AIM OF THE EXERCISE:
Write out, precisely and in full, each line of the material.

MATERIAL SUPPLIED:

++++++++

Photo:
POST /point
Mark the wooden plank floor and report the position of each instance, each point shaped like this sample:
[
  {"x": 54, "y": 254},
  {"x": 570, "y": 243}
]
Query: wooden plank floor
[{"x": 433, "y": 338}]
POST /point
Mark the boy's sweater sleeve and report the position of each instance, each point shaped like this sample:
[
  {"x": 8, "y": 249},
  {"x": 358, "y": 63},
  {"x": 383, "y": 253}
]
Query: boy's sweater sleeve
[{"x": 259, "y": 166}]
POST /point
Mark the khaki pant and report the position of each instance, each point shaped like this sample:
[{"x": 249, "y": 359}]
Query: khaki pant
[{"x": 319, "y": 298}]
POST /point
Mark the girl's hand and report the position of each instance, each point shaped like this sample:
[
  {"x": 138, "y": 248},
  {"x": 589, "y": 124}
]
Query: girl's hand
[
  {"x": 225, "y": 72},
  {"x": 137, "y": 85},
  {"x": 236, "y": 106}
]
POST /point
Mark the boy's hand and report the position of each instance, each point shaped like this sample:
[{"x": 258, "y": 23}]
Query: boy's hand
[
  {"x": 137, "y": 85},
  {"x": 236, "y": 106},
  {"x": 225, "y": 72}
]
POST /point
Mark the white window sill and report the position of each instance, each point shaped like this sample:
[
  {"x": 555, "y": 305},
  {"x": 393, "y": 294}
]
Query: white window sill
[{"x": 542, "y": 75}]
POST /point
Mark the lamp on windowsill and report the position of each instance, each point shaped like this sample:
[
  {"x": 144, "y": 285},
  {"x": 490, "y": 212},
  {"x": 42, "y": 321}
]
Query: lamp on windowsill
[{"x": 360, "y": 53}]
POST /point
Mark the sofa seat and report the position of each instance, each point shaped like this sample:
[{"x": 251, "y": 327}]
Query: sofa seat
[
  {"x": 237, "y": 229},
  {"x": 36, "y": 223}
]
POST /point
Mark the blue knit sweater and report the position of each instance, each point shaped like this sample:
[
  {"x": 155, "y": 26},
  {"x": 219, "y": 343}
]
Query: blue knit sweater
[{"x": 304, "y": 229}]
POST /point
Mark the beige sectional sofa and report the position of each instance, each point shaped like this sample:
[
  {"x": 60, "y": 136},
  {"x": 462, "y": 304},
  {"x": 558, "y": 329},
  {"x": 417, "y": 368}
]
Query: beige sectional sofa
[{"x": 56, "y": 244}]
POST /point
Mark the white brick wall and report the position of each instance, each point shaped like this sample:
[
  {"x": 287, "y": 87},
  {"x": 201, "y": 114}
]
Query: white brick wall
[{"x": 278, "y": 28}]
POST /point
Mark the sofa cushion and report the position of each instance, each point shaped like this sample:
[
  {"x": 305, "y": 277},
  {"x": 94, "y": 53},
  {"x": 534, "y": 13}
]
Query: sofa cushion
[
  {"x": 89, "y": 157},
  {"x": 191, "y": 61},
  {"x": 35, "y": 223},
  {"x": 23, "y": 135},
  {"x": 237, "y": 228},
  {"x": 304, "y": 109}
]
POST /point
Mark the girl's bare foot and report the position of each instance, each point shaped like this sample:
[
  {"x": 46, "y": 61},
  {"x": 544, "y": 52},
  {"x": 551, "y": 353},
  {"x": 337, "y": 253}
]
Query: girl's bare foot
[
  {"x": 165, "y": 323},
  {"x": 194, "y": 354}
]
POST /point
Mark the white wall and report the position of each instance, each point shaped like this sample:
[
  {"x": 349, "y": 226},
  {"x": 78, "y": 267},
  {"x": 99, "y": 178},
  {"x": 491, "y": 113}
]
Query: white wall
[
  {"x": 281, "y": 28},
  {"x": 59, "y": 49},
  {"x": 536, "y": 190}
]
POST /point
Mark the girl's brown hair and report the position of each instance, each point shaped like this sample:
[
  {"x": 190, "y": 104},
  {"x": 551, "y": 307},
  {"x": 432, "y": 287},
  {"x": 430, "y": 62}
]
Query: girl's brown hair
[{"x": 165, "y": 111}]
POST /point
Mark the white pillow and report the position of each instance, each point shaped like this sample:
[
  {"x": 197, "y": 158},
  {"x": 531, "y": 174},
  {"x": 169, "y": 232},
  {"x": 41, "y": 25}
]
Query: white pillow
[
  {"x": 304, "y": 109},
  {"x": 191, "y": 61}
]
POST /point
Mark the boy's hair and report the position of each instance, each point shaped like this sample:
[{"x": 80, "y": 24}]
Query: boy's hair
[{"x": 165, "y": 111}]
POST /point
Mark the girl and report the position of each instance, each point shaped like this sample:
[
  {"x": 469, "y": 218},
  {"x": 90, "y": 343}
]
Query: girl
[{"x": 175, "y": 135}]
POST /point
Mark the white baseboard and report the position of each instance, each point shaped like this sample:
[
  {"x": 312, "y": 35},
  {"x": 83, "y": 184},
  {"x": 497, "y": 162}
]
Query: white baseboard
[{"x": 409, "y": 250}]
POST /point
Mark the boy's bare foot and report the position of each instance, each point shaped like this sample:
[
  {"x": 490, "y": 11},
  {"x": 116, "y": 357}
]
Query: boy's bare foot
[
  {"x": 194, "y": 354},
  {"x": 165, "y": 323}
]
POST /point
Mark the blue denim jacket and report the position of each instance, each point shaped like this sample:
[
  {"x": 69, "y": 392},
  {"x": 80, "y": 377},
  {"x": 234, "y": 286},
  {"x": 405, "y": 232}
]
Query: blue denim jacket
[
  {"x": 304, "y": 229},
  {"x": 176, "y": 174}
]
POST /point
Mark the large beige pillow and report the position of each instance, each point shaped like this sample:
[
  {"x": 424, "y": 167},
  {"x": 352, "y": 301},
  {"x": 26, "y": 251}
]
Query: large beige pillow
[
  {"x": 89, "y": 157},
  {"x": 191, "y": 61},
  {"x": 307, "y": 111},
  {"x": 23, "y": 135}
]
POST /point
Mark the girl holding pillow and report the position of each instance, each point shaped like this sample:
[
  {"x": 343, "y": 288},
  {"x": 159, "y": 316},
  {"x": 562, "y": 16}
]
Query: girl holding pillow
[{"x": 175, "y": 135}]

++++++++

RESPONSE TO THE EXERCISE:
Photo:
POST /point
Mark the wooden plank floor and report the position of each instance, each point shaped like this sample:
[
  {"x": 54, "y": 254},
  {"x": 570, "y": 243}
]
Query: wooden plank floor
[{"x": 433, "y": 338}]
POST /point
Mark the boy's sweater sleeve and report the position of each instance, each point shaped like this sample:
[
  {"x": 8, "y": 249},
  {"x": 358, "y": 63},
  {"x": 383, "y": 253}
]
Query: boy's sweater sleeve
[{"x": 259, "y": 166}]
POST /point
Mark the khaki pant and report the position of each instance, each point shaped like this sample:
[{"x": 249, "y": 359}]
Query: khaki pant
[{"x": 319, "y": 298}]
POST /point
Mark the girl's hand and report the position of each instance, each point shaped like this sample:
[
  {"x": 138, "y": 248},
  {"x": 589, "y": 124}
]
Query: girl's hand
[
  {"x": 225, "y": 72},
  {"x": 137, "y": 85},
  {"x": 236, "y": 106}
]
POST /point
Mark the boy's hand and report the position of each instance, each point shaped like this sample:
[{"x": 258, "y": 23}]
Query: boy's hand
[
  {"x": 137, "y": 85},
  {"x": 236, "y": 106},
  {"x": 225, "y": 72}
]
POST /point
Mark the white window sill and report the position of each instance, each point shaped like this sample:
[
  {"x": 555, "y": 305},
  {"x": 393, "y": 294}
]
Query: white window sill
[{"x": 542, "y": 75}]
POST /point
Mark the lamp on windowsill and report the position of each instance, each point shaped like this sample:
[
  {"x": 144, "y": 285},
  {"x": 490, "y": 212},
  {"x": 42, "y": 321}
]
Query: lamp on windowsill
[{"x": 360, "y": 53}]
POST /point
Mark the sofa seat and report the position of each instance, each point shaped like this sample:
[{"x": 251, "y": 327}]
Query: sofa seat
[
  {"x": 237, "y": 229},
  {"x": 36, "y": 223}
]
POST /point
Mark the blue knit sweater and report the position of each instance, each point shaped like this sample:
[
  {"x": 155, "y": 26},
  {"x": 219, "y": 343}
]
Query: blue knit sweater
[{"x": 304, "y": 229}]
POST /point
Mark the beige sectional sofa and report the position of each instance, each point shaped like this sample:
[
  {"x": 60, "y": 136},
  {"x": 462, "y": 304},
  {"x": 558, "y": 329},
  {"x": 417, "y": 368}
]
Query: beige sectional sofa
[{"x": 56, "y": 244}]
POST /point
Mark the white brick wall and report the position of each instance, each point shaped like this sample:
[
  {"x": 287, "y": 87},
  {"x": 201, "y": 114}
]
Query: white brick wall
[{"x": 278, "y": 28}]
POST /point
Mark the sofa cushion and report the position of each instance, each point shaped like this sample:
[
  {"x": 305, "y": 277},
  {"x": 94, "y": 53},
  {"x": 534, "y": 13}
]
Query: sofa cushion
[
  {"x": 89, "y": 157},
  {"x": 191, "y": 61},
  {"x": 35, "y": 223},
  {"x": 23, "y": 135},
  {"x": 237, "y": 228},
  {"x": 304, "y": 109}
]
POST /point
Mark the girl's bare foot and report the position of each instance, each point shaped like this sample:
[
  {"x": 46, "y": 61},
  {"x": 544, "y": 52},
  {"x": 551, "y": 353},
  {"x": 337, "y": 253}
]
Query: girl's bare foot
[
  {"x": 165, "y": 323},
  {"x": 194, "y": 354}
]
POST /point
Mark the white wall and report the position of each instance, each point shaped like this sample:
[
  {"x": 349, "y": 226},
  {"x": 78, "y": 267},
  {"x": 99, "y": 178},
  {"x": 491, "y": 113}
]
Query: white wall
[
  {"x": 281, "y": 28},
  {"x": 59, "y": 49},
  {"x": 536, "y": 190}
]
POST /point
Mark the girl's brown hair and report the position of each instance, each point shaped like this sample:
[
  {"x": 190, "y": 104},
  {"x": 551, "y": 307},
  {"x": 432, "y": 287},
  {"x": 430, "y": 62}
]
Query: girl's brown hair
[{"x": 165, "y": 111}]
POST /point
Mark the white pillow and report the position of each instance, each point shaped like this sample:
[
  {"x": 197, "y": 158},
  {"x": 531, "y": 174},
  {"x": 169, "y": 232},
  {"x": 41, "y": 25}
]
Query: white pillow
[
  {"x": 304, "y": 109},
  {"x": 191, "y": 61}
]
POST /point
Mark the boy's hair and report the position of each instance, each point shaped like this sample:
[{"x": 80, "y": 24}]
Query: boy's hair
[{"x": 165, "y": 111}]
POST /point
Mark the girl and report the position of each instance, each point shaped like this sample:
[
  {"x": 469, "y": 218},
  {"x": 90, "y": 343}
]
Query: girl
[{"x": 175, "y": 135}]
POST /point
Mark the white baseboard and report the position of each instance, each point shaped like this sample:
[
  {"x": 312, "y": 35},
  {"x": 83, "y": 184},
  {"x": 497, "y": 162}
]
Query: white baseboard
[{"x": 409, "y": 250}]
POST /point
Mark the boy's bare foot and report the position of each instance, each point shaped like this sample:
[
  {"x": 490, "y": 11},
  {"x": 116, "y": 357}
]
Query: boy's bare foot
[
  {"x": 194, "y": 354},
  {"x": 165, "y": 323}
]
POST /point
Mark the blue denim jacket and report the position of each instance, each point shaped like this sample:
[
  {"x": 69, "y": 392},
  {"x": 80, "y": 377},
  {"x": 234, "y": 286},
  {"x": 405, "y": 232}
]
Query: blue denim jacket
[
  {"x": 304, "y": 229},
  {"x": 176, "y": 174}
]
POST /point
Mark the large beige pillow and report the position of each instance, each point shaped like this sample:
[
  {"x": 424, "y": 167},
  {"x": 352, "y": 301},
  {"x": 26, "y": 251}
]
Query: large beige pillow
[
  {"x": 89, "y": 157},
  {"x": 191, "y": 61},
  {"x": 307, "y": 111},
  {"x": 23, "y": 135}
]
POST /point
Mark the girl holding pillow and report the position of each instance, each point shaped like this sample:
[
  {"x": 343, "y": 288},
  {"x": 159, "y": 316},
  {"x": 562, "y": 16}
]
Query: girl holding pillow
[{"x": 175, "y": 135}]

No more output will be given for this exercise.